### Description of the task
Word for word, transcribe the data below from the line with "Locate the wooden block tower" to the line with "Locate the shadow", keeping both of those lines.

### Material provided
▶
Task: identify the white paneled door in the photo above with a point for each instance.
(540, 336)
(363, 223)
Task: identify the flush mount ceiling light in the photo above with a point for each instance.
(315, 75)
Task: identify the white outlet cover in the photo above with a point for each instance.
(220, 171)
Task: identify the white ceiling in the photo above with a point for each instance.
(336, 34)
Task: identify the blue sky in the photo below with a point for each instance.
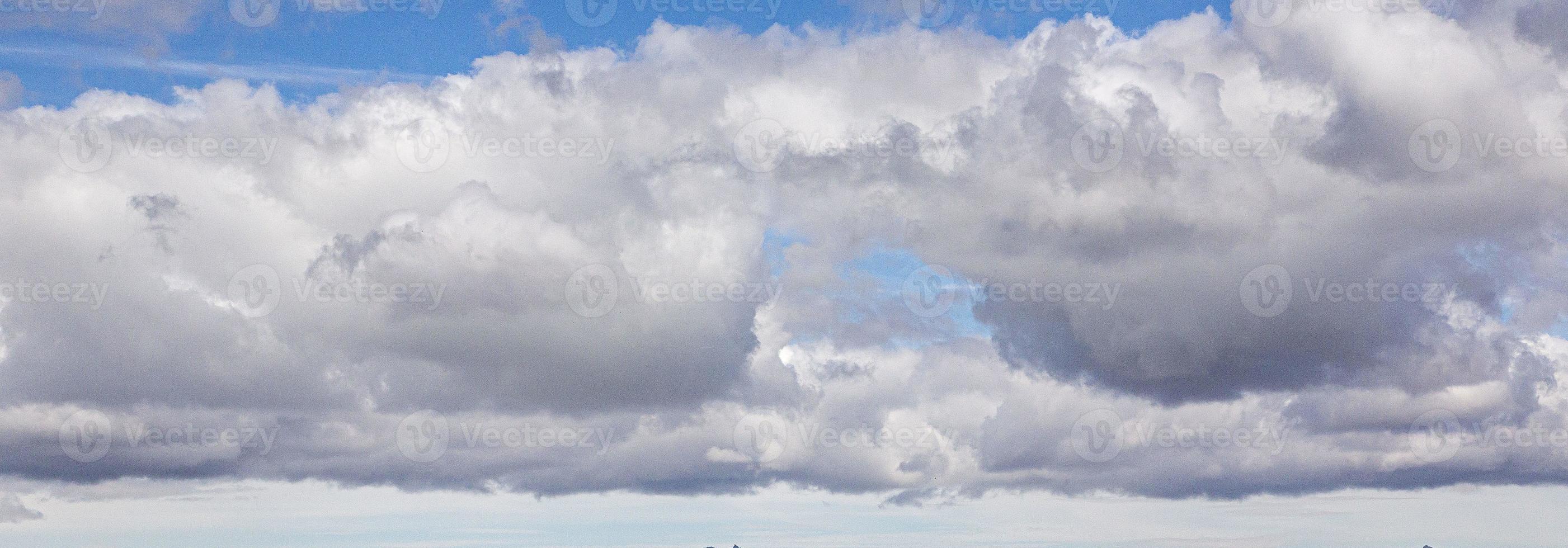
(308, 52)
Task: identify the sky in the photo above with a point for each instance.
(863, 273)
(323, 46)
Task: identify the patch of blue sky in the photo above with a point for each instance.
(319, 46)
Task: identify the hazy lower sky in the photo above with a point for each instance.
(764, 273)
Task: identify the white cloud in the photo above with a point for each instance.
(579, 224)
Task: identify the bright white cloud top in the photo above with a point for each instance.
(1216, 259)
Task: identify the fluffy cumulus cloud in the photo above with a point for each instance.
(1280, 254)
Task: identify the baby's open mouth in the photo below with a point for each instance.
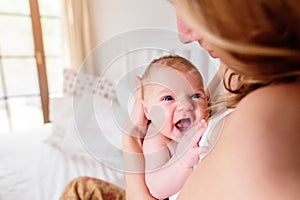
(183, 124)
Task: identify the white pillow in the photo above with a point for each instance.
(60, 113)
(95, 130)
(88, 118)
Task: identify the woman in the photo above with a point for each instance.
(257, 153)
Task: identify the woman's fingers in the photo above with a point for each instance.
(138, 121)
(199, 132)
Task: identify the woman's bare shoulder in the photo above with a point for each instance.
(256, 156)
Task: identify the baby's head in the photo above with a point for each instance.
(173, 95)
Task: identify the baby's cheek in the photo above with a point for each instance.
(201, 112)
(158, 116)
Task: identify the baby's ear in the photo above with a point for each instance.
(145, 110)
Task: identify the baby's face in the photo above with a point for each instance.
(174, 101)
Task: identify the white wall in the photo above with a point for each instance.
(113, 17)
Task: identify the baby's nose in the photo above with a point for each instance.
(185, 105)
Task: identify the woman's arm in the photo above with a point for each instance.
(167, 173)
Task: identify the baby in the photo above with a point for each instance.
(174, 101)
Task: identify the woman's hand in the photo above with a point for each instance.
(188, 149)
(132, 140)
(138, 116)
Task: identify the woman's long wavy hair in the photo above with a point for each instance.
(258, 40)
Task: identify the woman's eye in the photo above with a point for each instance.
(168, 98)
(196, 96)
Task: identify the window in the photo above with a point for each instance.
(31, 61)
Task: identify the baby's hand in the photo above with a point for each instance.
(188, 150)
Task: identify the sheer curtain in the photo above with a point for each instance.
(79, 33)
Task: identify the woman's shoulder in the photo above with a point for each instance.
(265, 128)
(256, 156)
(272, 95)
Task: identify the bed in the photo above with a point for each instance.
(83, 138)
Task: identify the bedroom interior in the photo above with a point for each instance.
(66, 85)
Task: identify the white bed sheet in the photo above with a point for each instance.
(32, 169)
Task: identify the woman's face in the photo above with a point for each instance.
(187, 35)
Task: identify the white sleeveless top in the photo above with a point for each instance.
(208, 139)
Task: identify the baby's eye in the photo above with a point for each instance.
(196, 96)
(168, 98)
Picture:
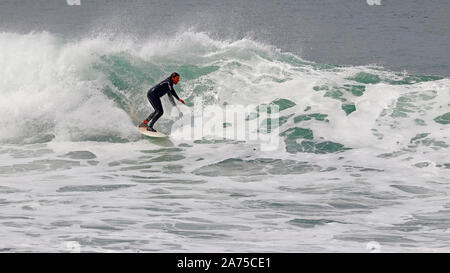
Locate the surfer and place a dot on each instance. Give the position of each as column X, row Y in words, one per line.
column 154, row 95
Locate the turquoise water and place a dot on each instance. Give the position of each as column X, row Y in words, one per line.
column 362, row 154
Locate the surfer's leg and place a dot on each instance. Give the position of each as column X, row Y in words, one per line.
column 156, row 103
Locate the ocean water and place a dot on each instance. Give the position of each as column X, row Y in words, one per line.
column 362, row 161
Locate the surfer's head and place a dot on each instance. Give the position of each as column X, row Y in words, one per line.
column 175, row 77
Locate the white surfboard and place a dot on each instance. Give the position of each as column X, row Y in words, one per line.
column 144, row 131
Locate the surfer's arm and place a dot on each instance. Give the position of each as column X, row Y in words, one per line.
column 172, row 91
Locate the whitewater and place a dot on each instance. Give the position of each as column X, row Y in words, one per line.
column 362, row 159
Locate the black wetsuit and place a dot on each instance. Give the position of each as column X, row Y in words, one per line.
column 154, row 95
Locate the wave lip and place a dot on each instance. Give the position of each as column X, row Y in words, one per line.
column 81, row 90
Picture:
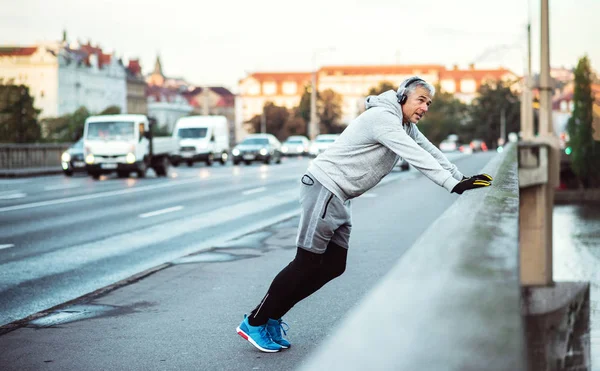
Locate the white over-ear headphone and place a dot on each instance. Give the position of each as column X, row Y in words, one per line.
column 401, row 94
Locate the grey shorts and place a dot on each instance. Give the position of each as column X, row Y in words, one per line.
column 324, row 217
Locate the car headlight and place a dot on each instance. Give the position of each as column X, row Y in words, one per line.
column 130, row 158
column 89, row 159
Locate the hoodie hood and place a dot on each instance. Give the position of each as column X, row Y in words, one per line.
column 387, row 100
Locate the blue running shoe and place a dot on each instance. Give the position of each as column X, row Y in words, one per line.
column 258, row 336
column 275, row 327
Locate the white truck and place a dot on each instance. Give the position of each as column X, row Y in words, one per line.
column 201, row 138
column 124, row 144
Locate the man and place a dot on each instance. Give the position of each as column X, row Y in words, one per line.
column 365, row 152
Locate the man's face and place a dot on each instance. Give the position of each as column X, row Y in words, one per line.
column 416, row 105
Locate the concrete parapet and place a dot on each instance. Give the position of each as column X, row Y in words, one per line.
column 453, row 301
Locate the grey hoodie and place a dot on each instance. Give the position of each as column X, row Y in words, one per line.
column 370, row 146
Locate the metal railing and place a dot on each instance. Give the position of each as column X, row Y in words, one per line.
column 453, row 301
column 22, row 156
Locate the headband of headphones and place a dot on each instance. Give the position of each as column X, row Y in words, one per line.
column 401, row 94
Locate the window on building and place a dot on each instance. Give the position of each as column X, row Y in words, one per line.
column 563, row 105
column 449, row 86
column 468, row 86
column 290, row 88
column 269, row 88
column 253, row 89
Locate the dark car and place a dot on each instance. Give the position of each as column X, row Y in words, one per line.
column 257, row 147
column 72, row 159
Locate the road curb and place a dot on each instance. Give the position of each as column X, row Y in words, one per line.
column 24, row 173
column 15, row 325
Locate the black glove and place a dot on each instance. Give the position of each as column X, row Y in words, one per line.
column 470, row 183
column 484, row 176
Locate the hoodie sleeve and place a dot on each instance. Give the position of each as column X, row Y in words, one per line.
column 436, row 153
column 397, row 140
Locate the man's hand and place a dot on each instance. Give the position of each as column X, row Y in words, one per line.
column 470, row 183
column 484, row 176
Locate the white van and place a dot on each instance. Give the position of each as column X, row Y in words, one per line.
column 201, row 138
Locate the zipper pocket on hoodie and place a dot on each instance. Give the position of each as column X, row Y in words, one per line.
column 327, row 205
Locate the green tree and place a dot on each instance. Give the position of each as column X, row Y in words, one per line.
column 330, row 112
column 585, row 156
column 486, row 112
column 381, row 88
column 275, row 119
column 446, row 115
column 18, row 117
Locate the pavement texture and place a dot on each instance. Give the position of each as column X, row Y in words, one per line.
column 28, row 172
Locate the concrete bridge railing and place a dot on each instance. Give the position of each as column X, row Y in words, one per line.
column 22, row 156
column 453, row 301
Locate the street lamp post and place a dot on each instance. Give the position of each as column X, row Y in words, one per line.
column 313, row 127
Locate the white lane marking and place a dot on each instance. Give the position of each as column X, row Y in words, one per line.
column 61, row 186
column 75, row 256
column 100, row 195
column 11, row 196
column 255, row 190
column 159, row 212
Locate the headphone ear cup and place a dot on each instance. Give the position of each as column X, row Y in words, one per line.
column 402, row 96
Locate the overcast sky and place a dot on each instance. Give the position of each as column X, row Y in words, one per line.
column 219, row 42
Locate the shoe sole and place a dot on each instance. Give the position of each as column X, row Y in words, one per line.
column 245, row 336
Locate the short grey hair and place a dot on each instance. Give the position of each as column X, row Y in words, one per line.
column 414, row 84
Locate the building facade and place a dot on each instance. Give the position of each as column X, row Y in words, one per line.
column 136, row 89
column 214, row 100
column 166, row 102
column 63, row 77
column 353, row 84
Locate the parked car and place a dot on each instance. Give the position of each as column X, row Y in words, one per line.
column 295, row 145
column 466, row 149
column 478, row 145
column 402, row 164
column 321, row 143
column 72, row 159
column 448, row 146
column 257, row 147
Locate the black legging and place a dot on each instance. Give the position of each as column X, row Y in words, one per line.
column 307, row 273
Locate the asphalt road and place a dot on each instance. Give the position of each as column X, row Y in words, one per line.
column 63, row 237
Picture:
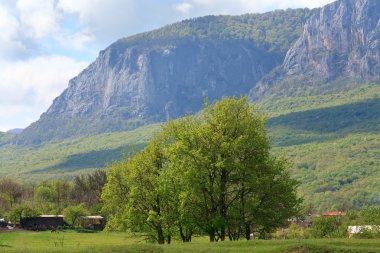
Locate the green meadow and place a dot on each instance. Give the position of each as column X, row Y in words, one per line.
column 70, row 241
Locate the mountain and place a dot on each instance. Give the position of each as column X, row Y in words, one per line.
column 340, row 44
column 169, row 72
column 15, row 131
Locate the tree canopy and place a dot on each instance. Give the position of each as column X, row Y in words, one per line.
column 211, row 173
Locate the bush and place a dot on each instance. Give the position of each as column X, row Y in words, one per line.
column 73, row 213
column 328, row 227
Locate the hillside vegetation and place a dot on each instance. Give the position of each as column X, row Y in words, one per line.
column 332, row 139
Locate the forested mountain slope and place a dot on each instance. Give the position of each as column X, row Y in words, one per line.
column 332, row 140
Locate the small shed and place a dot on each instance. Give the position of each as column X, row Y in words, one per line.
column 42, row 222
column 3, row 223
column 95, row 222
◀
▶
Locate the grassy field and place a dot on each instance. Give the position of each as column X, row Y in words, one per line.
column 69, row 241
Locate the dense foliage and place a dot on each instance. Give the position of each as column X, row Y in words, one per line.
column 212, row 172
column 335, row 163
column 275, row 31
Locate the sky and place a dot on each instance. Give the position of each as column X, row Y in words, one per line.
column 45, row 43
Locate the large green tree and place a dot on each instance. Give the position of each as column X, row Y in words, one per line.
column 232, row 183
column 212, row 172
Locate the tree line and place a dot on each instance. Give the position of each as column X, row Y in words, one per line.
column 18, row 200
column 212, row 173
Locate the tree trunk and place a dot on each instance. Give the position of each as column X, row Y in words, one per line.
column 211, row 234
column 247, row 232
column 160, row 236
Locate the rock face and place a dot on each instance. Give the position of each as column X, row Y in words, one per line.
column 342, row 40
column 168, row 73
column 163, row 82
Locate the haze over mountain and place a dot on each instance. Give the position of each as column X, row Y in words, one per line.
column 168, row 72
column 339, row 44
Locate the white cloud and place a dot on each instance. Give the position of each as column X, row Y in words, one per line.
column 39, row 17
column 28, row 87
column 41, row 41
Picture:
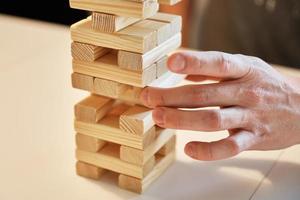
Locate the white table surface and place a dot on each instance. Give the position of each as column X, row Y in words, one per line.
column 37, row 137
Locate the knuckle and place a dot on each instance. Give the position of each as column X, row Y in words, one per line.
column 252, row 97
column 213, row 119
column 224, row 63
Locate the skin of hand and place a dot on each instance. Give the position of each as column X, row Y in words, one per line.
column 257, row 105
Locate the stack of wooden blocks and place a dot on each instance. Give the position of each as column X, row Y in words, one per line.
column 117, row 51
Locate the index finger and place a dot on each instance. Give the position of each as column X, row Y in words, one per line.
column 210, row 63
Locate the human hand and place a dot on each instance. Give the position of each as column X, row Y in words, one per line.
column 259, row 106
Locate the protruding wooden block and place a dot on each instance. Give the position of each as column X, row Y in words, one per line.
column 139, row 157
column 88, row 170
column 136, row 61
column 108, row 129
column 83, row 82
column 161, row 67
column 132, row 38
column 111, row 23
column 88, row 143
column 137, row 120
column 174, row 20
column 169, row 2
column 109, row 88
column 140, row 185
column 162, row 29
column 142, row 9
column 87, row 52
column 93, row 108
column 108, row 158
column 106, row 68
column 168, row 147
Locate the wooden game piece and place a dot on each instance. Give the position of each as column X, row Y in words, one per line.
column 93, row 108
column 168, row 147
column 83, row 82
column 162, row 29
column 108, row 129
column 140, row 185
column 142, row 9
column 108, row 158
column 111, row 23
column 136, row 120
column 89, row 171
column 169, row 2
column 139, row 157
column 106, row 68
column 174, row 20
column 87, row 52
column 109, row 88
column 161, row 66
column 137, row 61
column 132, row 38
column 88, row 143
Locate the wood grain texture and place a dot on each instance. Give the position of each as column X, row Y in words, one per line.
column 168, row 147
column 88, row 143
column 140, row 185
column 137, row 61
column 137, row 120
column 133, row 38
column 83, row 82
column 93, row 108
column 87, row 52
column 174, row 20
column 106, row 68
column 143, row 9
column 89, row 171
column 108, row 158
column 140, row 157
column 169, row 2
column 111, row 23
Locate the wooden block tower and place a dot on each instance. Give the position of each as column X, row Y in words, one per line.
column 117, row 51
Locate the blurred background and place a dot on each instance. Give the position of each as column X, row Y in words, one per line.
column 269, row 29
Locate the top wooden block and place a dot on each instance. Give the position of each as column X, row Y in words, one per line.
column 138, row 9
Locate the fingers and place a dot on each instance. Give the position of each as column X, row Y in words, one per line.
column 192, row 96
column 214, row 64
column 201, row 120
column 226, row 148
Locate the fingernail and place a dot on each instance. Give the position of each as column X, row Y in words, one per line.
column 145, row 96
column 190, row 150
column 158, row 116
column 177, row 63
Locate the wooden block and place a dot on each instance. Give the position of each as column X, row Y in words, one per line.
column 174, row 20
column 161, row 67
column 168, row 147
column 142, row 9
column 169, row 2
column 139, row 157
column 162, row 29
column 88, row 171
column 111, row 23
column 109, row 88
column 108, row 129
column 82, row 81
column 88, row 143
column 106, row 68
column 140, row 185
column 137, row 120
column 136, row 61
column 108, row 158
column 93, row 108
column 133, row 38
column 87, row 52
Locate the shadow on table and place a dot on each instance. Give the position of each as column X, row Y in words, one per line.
◀
▶
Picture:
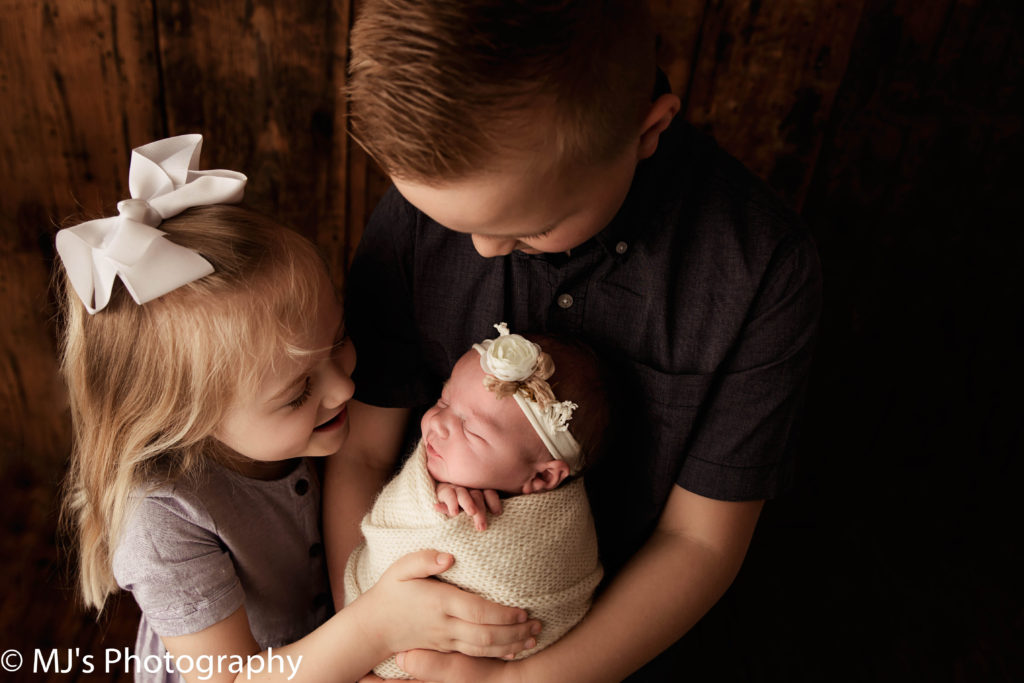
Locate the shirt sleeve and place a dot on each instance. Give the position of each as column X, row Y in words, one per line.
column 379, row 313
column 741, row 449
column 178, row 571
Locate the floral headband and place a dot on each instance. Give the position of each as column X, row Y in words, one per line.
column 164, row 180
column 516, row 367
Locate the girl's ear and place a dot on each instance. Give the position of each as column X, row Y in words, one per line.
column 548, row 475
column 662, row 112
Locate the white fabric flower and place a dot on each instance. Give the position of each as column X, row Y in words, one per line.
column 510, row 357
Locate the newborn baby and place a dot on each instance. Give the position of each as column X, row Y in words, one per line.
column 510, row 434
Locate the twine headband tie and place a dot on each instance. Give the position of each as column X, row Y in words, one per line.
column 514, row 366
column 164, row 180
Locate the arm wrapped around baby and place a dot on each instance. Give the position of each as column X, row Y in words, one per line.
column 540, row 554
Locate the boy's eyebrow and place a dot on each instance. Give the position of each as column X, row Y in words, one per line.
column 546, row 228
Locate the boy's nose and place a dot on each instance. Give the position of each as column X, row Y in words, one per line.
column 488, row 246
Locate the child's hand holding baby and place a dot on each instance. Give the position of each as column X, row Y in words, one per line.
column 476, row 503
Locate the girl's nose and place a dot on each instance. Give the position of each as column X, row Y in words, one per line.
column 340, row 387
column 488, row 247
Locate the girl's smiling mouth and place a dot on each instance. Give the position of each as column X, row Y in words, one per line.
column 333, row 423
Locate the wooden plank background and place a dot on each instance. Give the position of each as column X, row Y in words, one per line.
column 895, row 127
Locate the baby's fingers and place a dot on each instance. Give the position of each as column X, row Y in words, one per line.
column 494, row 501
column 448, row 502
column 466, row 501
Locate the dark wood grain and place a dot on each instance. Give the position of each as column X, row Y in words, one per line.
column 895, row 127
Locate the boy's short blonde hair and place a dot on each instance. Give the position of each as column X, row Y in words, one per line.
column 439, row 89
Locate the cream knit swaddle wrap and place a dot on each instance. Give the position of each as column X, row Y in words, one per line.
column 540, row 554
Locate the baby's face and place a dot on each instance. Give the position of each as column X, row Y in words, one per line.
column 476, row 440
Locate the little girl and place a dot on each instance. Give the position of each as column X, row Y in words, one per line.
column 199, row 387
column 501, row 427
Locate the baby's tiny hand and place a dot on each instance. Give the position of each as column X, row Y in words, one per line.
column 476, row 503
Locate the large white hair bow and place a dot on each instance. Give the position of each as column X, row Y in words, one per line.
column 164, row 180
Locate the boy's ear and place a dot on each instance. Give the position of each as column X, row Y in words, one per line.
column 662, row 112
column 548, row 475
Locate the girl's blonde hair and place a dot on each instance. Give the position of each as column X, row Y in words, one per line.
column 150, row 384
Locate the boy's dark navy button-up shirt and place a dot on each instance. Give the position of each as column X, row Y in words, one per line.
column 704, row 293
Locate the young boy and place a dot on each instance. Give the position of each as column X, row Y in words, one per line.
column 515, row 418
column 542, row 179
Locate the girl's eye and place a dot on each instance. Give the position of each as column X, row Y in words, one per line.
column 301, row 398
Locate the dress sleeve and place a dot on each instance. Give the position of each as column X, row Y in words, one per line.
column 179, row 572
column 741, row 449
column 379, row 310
◀
### Solution for this task
Locate the wooden block tower and place a dot on each instance. Give the position of each as column X, row Y in words, one per line.
column 117, row 51
Locate the blurred background and place a dot on each instance. Give the position of each as column X, row Y in words, one per line.
column 269, row 29
Locate the top wooden block and place a dot on each instance. Give the position of each as column X, row Y in words, one per line.
column 138, row 9
Locate the fingers and place a dot on each instance. Give the position of each as column X, row Y in words, one per line.
column 192, row 96
column 214, row 64
column 201, row 120
column 226, row 148
Locate the fingernail and place a dot on each instance. Give the position of each as column X, row Y in words, one per line.
column 145, row 96
column 190, row 150
column 158, row 116
column 177, row 63
Locate the wooden block and place a dot on each instance. Give the position of each as column X, row Y in words, one per line.
column 174, row 20
column 161, row 67
column 168, row 147
column 142, row 9
column 169, row 2
column 139, row 157
column 162, row 29
column 88, row 171
column 111, row 23
column 109, row 88
column 108, row 129
column 82, row 81
column 88, row 143
column 106, row 68
column 140, row 185
column 137, row 120
column 136, row 61
column 108, row 158
column 93, row 108
column 133, row 38
column 87, row 52
Locate the shadow on table and place a dot on each instance. Give the position of each as column X, row Y in words, one per line.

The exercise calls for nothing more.